TEXT:
------------------------
Before the recent publication of the Iraq Study Group report, it was widely predicted that this committee, chaired by James Baker III and Lee Hamilton, would offer little new and nothing radical. Bipartisan babble in soft covers seemed the most likely product of any Washington group whose first imperative was consensus. Yet the report has exceeded those initial expectations. Trite as their language is, the committee fearlessly critiqued the overall failure of the Bush administration's foreign policy in the Middle East, from the president's abandonment of the Arab-Israeli peace process to his distraction from securing Afghanistan. And they urged him, in the strongest terms, to adopt a new policy of engagement with adversaries in Syria and Iran.
------------------------
PROVIDED RECORDS:
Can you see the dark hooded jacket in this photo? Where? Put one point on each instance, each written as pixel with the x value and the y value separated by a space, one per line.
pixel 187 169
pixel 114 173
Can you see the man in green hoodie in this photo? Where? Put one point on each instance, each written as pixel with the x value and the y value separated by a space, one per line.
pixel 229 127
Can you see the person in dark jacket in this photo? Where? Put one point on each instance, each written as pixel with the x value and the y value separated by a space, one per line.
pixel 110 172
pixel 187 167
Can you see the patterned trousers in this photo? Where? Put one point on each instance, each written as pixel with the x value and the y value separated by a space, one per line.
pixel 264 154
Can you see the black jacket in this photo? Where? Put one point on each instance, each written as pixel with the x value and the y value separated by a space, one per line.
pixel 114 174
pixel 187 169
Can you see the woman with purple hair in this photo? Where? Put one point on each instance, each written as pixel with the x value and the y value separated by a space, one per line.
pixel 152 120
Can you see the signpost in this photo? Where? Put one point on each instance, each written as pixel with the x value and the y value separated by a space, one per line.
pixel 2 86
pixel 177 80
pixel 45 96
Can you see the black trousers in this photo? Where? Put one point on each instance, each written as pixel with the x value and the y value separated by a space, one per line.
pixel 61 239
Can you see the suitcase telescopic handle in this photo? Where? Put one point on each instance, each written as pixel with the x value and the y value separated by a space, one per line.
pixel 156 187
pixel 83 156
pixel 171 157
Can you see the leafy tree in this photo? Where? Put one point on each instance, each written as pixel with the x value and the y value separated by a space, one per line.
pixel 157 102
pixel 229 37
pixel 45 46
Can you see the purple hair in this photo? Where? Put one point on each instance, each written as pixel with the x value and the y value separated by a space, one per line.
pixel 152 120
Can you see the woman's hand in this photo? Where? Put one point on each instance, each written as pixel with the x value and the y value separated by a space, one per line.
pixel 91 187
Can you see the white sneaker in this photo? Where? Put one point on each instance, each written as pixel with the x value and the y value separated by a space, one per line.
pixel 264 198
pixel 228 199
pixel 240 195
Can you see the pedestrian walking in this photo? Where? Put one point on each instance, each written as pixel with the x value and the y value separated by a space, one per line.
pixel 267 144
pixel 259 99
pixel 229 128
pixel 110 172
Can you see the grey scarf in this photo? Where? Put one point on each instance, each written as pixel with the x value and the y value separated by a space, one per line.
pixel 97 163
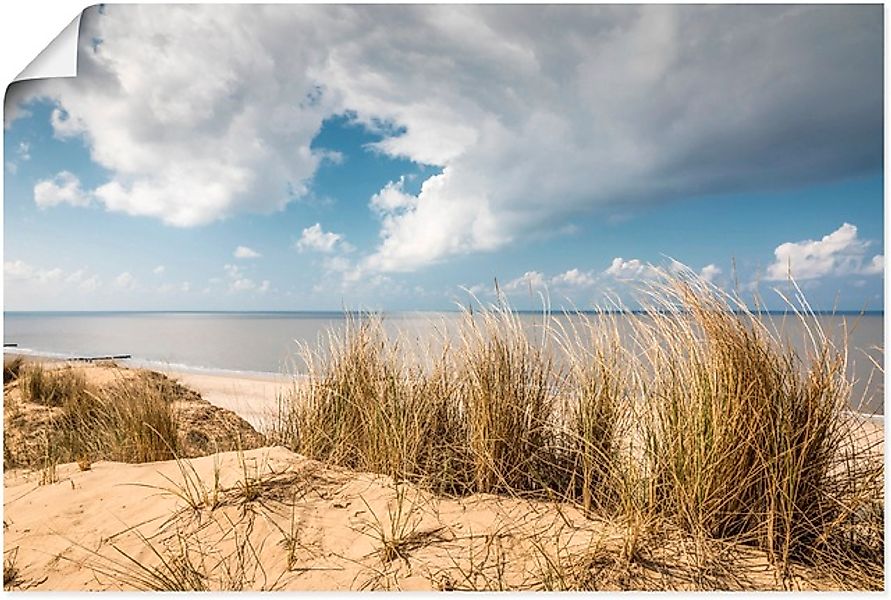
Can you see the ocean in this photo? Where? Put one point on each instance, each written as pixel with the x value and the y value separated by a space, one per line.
pixel 267 342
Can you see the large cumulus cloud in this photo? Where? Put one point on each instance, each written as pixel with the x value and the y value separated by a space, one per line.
pixel 533 114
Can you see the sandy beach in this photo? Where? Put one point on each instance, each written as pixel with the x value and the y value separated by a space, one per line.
pixel 252 397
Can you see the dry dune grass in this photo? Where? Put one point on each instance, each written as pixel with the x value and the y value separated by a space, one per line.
pixel 702 417
pixel 58 413
pixel 688 448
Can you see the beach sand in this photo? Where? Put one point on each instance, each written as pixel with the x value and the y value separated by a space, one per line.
pixel 252 397
pixel 267 518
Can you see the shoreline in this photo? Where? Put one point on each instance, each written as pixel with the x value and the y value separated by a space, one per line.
pixel 252 395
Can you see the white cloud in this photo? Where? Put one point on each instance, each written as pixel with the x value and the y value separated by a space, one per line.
pixel 392 199
pixel 125 281
pixel 838 253
pixel 574 278
pixel 92 284
pixel 239 282
pixel 529 279
pixel 64 188
pixel 314 238
pixel 245 252
pixel 632 269
pixel 627 106
pixel 710 272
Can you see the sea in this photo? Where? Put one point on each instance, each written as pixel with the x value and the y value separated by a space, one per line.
pixel 268 343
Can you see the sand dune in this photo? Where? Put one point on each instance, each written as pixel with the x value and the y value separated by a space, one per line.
pixel 270 519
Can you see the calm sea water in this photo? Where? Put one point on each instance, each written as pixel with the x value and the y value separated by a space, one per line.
pixel 267 342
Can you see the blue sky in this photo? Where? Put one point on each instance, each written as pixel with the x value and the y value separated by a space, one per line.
pixel 349 177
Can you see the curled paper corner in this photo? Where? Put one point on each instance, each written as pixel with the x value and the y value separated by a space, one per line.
pixel 58 59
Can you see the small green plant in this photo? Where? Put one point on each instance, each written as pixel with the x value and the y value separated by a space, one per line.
pixel 12 575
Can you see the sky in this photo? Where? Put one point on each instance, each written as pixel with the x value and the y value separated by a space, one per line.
pixel 406 157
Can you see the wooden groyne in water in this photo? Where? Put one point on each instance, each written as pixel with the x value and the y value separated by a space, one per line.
pixel 94 358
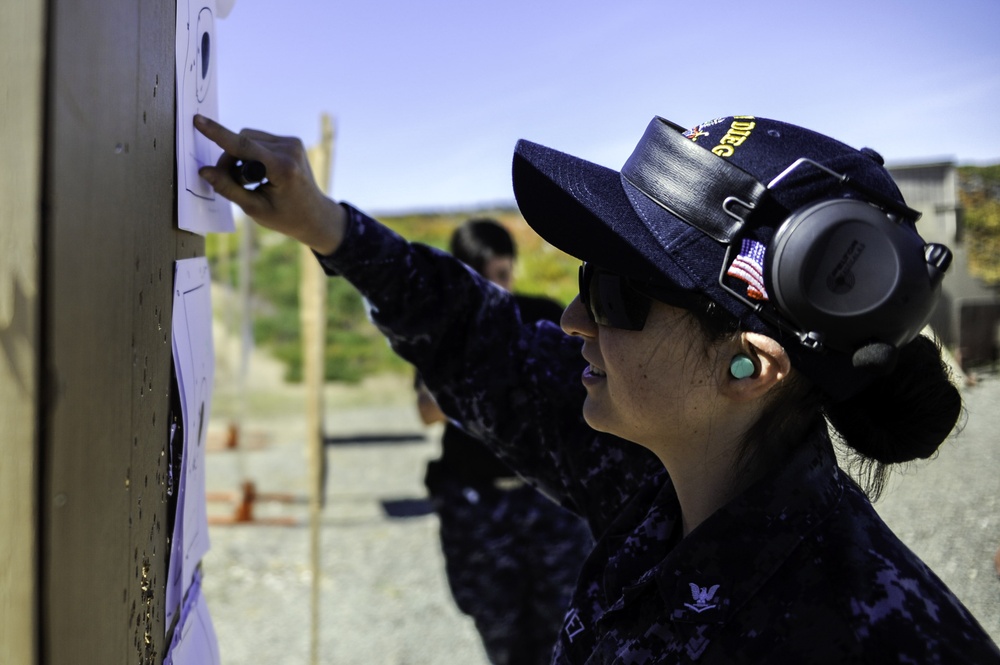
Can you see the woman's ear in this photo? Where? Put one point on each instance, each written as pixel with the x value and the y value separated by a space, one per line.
pixel 759 365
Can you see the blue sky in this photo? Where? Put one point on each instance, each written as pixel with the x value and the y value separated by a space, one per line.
pixel 430 97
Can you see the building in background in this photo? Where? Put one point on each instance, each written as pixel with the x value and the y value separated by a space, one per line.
pixel 968 316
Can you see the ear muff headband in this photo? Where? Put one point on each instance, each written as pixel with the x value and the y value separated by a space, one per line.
pixel 842 273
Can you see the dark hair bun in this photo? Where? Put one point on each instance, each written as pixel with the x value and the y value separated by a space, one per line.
pixel 904 415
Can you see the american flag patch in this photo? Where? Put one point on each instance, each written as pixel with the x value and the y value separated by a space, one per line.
pixel 749 267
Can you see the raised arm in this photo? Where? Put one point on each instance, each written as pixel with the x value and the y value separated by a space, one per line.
pixel 291 202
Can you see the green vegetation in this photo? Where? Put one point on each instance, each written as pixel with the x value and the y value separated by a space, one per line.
pixel 979 195
pixel 355 349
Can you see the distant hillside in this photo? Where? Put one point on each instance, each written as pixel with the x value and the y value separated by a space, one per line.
pixel 979 195
pixel 354 348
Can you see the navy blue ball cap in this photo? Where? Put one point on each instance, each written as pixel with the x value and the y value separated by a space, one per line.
pixel 633 224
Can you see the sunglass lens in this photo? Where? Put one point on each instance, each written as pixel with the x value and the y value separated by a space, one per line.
------------------------
REQUIRED TASKS:
A – According to the passage on the Iraq Study Group report, who chaired the committee?
B – In the passage on the Iraq Study Group report, condense the paragraph beginning "Before the recent publication" into a shorter version that keeps its main facts.
C – Carry on the passage on the Iraq Study Group report from its last sentence.
The data were taken from a source separate from the passage on the Iraq Study Group report.

ANSWERS PROVIDED:
A – James Baker III and Lee Hamilton.

B – The Iraq Study Group, chaired by James Baker III and Lee Hamilton, was widely expected to produce a bland consensus report with nothing new or radical. Instead, the report exceeded expectations. Despite its trite language, it boldly criticized the Bush administration's overall failure in Middle East policy, including the president's abandonment of the Arab-Israeli peace process and his distraction from securing Afghanistan. It also strongly urged a new policy of engagement with adversaries in Syria and Iran.

C –
That emphasis on diplomacy became the focus of media coverage - along with the report's rejection of both immediate redeployment of American troops and indefinite commitment to their presence in Iraq. What deserved far greater attention, however, was the most important of the Baker-Hamilton committee's conclusions: namely, that further military engagement in Iraq is futile and that the only viable solution must arise through negotiation. In the report, most references to this reality appear under the euphemistic category labeled ‘national reconciliation’.
The same section in the report goes on to urge the Iraqi government ‘accelerate the urgently needed national reconciliation program to which it has already committed.’ In other words, any changes in military policy are ancillary to negotiations among the warring factions (and their foreign sponsors). Actually, the report is quite explicit in demanding that the authorities in Baghdad and Washington sit down with their armed opponents to talk about every relevant issue - including the date for the withdrawal of American troops. While this may have been obvious to many people for some considerable time, there are still a handful of politicians and commentators, mostly in the neo-conservative ranks of the GOP, urging an impossible escalation of tens of thousands of troops.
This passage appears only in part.